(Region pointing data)
━━━━━━━━
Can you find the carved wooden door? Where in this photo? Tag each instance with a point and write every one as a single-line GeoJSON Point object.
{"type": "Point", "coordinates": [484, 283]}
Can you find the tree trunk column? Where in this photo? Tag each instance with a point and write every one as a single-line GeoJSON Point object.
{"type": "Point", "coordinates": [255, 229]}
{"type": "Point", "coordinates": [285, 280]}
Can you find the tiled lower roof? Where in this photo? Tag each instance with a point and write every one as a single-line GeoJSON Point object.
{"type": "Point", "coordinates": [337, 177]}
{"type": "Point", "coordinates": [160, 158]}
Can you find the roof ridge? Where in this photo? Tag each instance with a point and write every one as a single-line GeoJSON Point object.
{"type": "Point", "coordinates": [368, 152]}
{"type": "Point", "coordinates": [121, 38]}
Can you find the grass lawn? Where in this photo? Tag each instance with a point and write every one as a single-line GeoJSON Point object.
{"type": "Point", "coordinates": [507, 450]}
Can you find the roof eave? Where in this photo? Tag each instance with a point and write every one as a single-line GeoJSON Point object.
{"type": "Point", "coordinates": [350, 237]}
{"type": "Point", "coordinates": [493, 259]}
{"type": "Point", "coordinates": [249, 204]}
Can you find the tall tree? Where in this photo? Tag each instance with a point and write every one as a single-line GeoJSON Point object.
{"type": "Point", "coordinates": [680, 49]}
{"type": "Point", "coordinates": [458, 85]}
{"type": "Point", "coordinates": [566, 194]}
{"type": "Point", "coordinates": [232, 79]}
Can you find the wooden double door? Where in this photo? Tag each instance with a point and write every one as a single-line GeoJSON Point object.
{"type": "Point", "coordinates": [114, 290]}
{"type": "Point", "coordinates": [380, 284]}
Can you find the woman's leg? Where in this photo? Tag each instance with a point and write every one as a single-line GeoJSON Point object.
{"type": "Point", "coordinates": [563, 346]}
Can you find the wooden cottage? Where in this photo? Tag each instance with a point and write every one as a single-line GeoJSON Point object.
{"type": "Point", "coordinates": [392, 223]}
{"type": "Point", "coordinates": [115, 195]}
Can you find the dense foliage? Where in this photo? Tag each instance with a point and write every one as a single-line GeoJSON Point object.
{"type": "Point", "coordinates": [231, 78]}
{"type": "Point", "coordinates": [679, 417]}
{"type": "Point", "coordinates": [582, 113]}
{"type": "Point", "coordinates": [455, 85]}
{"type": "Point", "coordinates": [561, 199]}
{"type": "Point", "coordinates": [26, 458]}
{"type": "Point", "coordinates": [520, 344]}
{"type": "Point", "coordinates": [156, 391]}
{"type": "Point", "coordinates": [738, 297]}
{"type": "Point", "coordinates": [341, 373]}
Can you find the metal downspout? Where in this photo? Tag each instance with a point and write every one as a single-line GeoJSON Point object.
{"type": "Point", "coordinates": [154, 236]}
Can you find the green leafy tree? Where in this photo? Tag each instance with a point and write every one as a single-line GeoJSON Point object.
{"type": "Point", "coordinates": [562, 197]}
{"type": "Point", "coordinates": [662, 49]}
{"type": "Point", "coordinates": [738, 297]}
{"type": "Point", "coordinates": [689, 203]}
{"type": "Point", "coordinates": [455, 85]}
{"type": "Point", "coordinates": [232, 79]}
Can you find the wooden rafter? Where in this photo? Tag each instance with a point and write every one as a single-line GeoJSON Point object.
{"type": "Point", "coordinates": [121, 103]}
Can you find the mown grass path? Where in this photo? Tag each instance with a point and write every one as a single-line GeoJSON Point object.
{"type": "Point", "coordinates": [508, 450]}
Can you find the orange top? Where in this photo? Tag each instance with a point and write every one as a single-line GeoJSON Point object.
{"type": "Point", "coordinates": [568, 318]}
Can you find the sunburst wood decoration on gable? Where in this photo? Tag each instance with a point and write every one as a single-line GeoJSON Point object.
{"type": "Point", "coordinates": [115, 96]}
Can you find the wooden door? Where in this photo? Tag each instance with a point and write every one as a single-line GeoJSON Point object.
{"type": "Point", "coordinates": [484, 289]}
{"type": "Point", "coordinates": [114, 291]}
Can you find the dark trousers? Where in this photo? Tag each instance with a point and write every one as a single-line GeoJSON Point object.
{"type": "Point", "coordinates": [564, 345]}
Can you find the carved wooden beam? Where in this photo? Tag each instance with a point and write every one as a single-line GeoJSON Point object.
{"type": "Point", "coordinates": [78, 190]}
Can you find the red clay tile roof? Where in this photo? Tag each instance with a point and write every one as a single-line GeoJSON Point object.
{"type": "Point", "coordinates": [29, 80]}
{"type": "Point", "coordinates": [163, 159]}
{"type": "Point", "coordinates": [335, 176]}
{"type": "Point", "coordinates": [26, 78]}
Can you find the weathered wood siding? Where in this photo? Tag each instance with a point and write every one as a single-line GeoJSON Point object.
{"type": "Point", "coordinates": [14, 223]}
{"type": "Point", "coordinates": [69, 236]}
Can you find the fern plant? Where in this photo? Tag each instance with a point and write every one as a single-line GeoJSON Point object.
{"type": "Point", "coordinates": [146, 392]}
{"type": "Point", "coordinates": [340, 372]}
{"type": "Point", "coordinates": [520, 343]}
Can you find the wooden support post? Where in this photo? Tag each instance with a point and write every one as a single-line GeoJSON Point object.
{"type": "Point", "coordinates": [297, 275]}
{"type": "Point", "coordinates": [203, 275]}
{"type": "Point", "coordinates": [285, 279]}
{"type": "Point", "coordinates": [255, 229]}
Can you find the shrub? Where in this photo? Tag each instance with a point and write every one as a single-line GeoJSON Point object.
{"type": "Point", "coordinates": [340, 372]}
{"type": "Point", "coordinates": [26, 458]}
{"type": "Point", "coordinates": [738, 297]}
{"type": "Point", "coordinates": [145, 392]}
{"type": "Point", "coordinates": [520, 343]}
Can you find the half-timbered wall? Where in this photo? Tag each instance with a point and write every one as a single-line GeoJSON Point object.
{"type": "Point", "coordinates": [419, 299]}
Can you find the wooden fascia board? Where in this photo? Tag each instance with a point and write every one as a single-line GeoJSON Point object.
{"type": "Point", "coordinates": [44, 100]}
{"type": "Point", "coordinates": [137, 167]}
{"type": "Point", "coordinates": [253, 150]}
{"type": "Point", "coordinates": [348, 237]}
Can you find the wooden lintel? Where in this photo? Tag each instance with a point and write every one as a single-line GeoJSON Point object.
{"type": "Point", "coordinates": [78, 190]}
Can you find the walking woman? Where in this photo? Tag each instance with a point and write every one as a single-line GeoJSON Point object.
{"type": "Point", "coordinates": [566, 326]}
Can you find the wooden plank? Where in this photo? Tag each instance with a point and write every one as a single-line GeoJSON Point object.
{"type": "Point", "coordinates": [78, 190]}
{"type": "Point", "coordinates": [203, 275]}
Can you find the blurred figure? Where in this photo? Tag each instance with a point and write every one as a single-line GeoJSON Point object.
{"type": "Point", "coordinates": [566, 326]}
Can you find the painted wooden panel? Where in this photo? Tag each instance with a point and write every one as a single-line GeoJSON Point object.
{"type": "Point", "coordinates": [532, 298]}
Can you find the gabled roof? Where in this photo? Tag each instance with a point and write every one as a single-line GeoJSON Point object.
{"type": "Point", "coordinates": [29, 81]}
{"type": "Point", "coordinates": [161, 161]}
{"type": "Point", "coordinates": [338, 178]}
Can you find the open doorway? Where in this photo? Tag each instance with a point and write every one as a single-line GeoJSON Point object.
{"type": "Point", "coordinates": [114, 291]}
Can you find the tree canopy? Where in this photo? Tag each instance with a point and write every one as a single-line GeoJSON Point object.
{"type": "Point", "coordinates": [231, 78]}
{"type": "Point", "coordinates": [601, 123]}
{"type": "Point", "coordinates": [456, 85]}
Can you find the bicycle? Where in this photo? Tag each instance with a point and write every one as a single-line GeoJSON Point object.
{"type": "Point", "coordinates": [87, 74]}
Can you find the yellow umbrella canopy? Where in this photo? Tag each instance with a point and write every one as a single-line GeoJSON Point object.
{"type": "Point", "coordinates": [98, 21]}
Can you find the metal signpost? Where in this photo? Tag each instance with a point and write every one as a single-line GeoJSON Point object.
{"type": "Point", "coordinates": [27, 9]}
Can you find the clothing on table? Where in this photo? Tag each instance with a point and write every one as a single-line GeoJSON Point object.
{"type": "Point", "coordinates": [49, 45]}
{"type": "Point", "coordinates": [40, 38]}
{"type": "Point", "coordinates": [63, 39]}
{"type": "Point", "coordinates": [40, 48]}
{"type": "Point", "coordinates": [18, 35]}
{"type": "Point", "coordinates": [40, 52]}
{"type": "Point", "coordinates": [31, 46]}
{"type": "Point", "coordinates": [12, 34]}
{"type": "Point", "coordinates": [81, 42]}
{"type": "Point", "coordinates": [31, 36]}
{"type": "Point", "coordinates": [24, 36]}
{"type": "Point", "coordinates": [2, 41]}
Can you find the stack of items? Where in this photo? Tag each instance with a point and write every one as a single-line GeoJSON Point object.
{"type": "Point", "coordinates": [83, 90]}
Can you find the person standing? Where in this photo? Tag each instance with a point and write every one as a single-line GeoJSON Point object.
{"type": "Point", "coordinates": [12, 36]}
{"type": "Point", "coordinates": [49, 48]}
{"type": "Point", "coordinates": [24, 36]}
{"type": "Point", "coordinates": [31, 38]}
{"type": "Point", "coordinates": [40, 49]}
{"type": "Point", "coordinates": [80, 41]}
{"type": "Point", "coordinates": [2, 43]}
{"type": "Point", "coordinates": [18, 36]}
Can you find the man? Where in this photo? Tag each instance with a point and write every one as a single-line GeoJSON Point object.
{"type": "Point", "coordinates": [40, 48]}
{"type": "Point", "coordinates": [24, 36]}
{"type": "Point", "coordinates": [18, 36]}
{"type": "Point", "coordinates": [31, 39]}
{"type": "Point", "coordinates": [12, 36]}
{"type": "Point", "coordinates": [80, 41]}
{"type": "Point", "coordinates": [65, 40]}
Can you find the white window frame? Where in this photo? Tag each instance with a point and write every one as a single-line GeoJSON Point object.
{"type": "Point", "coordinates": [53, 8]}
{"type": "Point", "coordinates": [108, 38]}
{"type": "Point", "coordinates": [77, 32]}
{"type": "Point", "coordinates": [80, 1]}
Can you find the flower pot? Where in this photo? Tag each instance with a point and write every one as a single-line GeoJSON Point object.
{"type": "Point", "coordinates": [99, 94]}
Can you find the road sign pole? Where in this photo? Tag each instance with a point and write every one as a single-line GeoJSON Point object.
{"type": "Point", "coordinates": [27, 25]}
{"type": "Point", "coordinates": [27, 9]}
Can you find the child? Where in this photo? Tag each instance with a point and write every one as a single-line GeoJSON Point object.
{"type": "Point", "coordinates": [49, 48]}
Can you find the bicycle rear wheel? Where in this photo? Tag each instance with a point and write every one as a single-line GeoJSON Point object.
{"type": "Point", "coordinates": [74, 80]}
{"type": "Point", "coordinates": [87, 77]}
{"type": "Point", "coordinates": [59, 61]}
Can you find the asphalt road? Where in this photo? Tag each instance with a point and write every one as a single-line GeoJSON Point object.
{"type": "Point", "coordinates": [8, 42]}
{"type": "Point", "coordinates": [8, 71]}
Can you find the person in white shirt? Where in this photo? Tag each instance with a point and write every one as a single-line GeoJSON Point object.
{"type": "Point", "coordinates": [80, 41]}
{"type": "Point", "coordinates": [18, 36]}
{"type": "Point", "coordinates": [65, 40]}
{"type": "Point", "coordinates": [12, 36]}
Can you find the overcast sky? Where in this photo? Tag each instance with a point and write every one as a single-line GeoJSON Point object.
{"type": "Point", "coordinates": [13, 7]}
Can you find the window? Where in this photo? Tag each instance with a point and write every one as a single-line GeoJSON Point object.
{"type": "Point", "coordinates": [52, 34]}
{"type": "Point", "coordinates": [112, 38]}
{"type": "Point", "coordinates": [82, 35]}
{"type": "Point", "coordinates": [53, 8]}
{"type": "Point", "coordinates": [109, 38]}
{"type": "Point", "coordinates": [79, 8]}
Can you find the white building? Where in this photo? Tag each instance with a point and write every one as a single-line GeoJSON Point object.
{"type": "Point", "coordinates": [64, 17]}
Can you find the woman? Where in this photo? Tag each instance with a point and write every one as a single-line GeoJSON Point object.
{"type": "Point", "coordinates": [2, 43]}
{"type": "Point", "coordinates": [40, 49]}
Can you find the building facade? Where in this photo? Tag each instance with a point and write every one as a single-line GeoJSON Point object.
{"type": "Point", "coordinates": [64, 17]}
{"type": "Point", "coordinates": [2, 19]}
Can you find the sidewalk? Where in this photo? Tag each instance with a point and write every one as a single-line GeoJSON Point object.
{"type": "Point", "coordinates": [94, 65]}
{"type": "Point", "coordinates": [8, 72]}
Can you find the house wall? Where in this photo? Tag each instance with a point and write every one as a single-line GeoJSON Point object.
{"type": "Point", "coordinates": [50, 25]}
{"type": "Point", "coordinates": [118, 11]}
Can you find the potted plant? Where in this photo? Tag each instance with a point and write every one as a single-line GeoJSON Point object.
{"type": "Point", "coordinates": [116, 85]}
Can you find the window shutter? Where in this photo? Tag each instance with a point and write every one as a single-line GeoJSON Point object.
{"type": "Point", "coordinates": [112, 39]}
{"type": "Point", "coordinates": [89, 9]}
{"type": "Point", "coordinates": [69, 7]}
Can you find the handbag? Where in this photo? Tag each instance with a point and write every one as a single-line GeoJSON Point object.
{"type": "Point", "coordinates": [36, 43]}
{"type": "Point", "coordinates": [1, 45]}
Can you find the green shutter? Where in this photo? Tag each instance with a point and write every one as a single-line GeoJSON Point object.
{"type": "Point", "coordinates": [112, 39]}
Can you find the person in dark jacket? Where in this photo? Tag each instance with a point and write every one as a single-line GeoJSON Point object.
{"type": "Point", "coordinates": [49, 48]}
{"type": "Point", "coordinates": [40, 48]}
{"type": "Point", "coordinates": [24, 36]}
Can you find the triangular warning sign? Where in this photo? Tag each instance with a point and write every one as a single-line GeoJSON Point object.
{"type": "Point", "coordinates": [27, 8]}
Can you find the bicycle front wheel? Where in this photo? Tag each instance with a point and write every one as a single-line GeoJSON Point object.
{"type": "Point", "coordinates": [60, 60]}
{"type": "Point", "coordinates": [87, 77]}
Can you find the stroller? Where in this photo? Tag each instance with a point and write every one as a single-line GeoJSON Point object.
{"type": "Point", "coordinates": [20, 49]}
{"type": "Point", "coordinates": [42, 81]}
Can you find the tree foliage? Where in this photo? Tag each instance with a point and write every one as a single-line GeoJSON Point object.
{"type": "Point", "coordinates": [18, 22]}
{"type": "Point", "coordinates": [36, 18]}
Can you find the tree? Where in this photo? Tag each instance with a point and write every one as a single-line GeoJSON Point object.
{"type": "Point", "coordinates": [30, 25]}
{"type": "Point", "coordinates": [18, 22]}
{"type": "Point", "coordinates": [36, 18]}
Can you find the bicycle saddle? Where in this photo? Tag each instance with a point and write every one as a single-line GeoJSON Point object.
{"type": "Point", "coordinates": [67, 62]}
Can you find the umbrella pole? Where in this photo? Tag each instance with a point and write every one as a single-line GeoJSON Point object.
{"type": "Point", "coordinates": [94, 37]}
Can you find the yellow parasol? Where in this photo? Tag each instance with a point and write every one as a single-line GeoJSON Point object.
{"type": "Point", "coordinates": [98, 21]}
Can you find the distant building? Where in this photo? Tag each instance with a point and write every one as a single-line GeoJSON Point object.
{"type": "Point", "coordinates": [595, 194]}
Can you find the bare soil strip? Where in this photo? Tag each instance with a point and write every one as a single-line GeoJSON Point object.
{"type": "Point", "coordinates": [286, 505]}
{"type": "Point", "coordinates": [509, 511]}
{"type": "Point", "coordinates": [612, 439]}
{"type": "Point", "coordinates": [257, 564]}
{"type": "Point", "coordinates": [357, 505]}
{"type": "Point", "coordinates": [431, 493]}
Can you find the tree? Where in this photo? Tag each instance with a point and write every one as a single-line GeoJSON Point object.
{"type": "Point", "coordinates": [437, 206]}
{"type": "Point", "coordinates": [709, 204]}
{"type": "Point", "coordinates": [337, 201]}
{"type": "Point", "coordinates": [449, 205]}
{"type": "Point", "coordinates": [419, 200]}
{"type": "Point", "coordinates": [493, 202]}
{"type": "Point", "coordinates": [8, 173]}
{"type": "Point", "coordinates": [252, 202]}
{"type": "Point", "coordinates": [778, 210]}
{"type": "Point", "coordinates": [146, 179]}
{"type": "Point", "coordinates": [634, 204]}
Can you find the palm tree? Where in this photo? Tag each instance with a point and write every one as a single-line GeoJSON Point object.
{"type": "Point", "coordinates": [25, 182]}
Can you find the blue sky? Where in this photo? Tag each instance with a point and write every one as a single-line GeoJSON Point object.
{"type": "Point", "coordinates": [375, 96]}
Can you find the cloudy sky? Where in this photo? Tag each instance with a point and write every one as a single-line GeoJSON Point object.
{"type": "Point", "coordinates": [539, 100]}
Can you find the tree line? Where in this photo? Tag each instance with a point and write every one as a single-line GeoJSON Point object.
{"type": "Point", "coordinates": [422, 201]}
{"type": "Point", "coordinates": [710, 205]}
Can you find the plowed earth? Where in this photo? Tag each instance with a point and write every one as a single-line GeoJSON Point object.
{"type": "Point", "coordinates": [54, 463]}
━━━━━━━━
Each line from the one with "Can you find the plowed" through the last line of the records above must be retyped exactly, and no other line may be given.

Answer area>
Can you find the plowed earth? Where in this photo? Tag each instance with a point and write every one as a single-line GeoJSON Point object.
{"type": "Point", "coordinates": [54, 463]}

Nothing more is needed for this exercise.